• **WORK TO COMPLETE**:
Set down the line that contains "Indicate every instance of the calm" and every line after it to the end of the entries, exactly as they stand and nothing more.

• **RECORDS FOR PROCESSING**:
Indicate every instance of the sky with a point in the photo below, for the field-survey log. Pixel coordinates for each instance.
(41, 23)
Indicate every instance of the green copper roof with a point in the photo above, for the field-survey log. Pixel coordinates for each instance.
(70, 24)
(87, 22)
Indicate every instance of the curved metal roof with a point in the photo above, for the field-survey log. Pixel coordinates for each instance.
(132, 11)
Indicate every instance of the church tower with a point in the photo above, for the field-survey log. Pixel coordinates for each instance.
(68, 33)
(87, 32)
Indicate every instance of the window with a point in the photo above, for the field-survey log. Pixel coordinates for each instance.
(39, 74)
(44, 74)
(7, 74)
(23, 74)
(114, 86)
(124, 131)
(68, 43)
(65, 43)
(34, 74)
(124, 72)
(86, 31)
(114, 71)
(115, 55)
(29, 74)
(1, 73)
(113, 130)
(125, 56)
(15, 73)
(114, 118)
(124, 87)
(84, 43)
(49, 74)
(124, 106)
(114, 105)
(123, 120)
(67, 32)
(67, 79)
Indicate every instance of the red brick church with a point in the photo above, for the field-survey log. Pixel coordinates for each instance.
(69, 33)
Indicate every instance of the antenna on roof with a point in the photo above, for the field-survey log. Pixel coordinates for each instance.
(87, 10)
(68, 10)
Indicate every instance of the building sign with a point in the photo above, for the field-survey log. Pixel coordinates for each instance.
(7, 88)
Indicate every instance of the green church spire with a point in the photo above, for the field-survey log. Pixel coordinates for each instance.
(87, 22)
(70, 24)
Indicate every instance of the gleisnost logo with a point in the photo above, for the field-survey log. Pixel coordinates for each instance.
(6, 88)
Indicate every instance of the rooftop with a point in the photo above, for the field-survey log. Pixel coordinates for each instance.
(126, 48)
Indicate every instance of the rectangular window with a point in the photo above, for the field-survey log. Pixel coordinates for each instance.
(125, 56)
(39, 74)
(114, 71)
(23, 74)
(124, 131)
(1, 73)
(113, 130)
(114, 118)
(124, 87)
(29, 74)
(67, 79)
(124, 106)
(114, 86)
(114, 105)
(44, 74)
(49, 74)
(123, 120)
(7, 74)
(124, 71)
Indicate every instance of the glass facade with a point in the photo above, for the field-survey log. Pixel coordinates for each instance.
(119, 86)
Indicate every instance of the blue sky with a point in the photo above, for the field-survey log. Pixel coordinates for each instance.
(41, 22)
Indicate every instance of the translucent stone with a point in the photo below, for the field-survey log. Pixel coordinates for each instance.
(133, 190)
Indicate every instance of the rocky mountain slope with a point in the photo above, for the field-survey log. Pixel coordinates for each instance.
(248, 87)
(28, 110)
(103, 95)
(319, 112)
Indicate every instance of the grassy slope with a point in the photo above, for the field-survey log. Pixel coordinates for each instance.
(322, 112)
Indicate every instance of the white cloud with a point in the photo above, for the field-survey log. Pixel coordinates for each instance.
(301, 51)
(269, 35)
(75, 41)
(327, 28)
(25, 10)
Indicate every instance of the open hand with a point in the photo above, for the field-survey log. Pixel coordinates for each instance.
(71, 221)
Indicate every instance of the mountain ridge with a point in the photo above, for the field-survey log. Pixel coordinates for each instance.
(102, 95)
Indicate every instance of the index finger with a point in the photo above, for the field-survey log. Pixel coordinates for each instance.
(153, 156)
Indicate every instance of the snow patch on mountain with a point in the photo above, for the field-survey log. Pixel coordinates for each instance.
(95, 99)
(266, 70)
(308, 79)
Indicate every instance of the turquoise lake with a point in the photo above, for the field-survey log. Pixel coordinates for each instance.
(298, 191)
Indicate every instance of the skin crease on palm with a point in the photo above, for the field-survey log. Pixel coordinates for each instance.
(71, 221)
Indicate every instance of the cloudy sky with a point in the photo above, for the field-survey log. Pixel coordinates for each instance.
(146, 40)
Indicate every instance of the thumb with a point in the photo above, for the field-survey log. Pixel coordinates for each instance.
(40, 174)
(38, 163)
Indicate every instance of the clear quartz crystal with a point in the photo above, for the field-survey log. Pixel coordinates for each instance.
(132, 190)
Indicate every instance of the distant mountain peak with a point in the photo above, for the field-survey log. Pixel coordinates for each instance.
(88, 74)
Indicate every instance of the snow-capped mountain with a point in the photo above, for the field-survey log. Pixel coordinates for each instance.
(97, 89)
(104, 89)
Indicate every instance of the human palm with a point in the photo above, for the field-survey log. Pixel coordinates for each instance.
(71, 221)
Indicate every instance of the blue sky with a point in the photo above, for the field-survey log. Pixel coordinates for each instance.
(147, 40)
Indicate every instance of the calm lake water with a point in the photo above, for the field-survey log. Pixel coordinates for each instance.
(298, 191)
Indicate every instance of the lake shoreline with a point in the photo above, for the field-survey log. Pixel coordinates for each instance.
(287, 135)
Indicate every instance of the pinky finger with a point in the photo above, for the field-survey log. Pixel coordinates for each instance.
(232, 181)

• **COMPLETED TASK**:
Indicate every instance of the calm lake water with a point in the photo above, for the field-survey log. Pixel coordinates for each instance.
(298, 191)
Indicate every instance of the lake shoreline with a point in the photo above, for the field-survey log. Pixel coordinates for each instance.
(287, 135)
Indicate every instance of the pinky finger with a point in the photo above, for the field-survey log. Pixel coordinates for each instance.
(232, 181)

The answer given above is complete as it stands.